Avenir du journal Le Droit : « Beaucoup d’incertitudes et de possibilités… »
OTTAWA – Soulagement et inquiétude au lendemain de l’aide d’urgence de cinq millions $ – sous forme de prêt – accordée à Capitales Médias par le gouvernement québécois. Des experts craignent toujours cependant pour l’avenir du journal Le Droit.
Comme les cinq autres quotidiens du groupe médiatique, le journal centenaire ayant pignon sur rue dans le marché By à Ottawa a connu un lundi fort agité. L’annonce de la faillite de Capitales Médias, en début d’après-midi, semblait présager le pire…
Dans les médias sociaux, l’annonce du sauvetage par le gouvernement Legault a, malgré tout, ravivé les interrogations concernant le seul quotidien francophone en Ontario.
« J’appelle cela une opération de sauvetage de dernière minute, une bouée jetée à la mer, ça peut durer plusieurs mois comme cela », analyse pour ONFR+, Marc-François Bernier, un spécialiste des médias de l’Université d’Ottawa.
« Il y a beaucoup d’incertitudes, mais aussi des possibilités. Il peut par exemple y avoir des aides publiques du gouvernement ou encore des crédits d’impôt pour les abonnés. Définitivement, il faudrait mieux imposer les géants d’Internet comme Google et Amazon, et procéder à une redistribution de ces sommes-là, avec des nouveaux critères de financement (…) Les gouvernements doivent aussi acheter de la publicité au lieu de la mettre sur Facebook. »

Consignes de l'exercice:
[1] Recopiez le passage de l'article sur l'avenir du journal Le Droit, de « OTTAWA – Soulagement » à « journal Le Droit. ».
[2] D'après l'article sur l'avenir du journal Le Droit, quel montant le gouvernement québécois a-t-il accordé à Capitales Médias, et sous quelle forme ?

Extrait de données:
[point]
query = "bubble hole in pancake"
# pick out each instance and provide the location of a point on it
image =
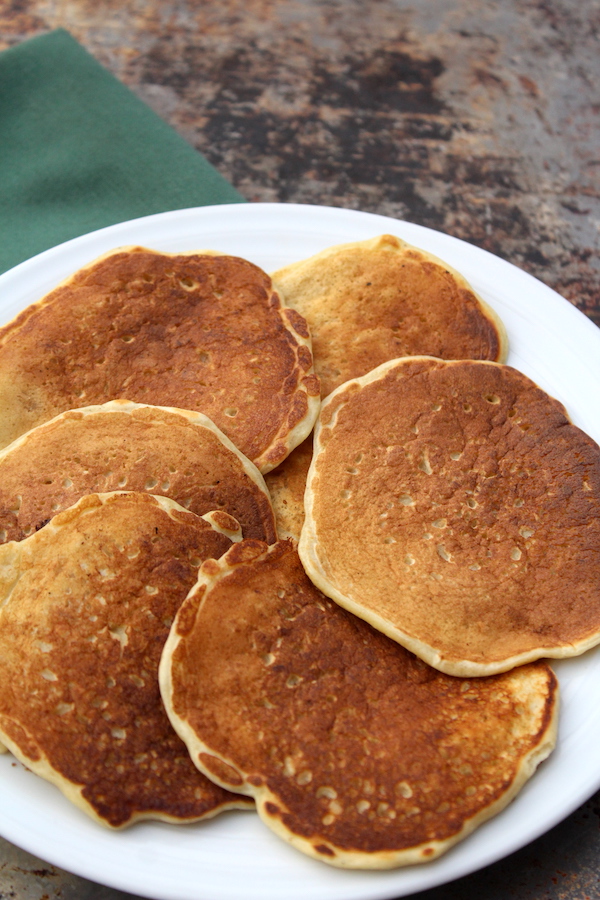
(123, 445)
(454, 506)
(200, 331)
(85, 607)
(356, 752)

Corrigé par consigne:
[1]
OTTAWA – Soulagement et inquiétude au lendemain de l’aide d’urgence de cinq millions $ – sous forme de prêt – accordée à Capitales Médias par le gouvernement québécois. Des experts craignent toujours cependant pour l’avenir du journal Le Droit.

[2] Cinq millions $, sous forme de prêt.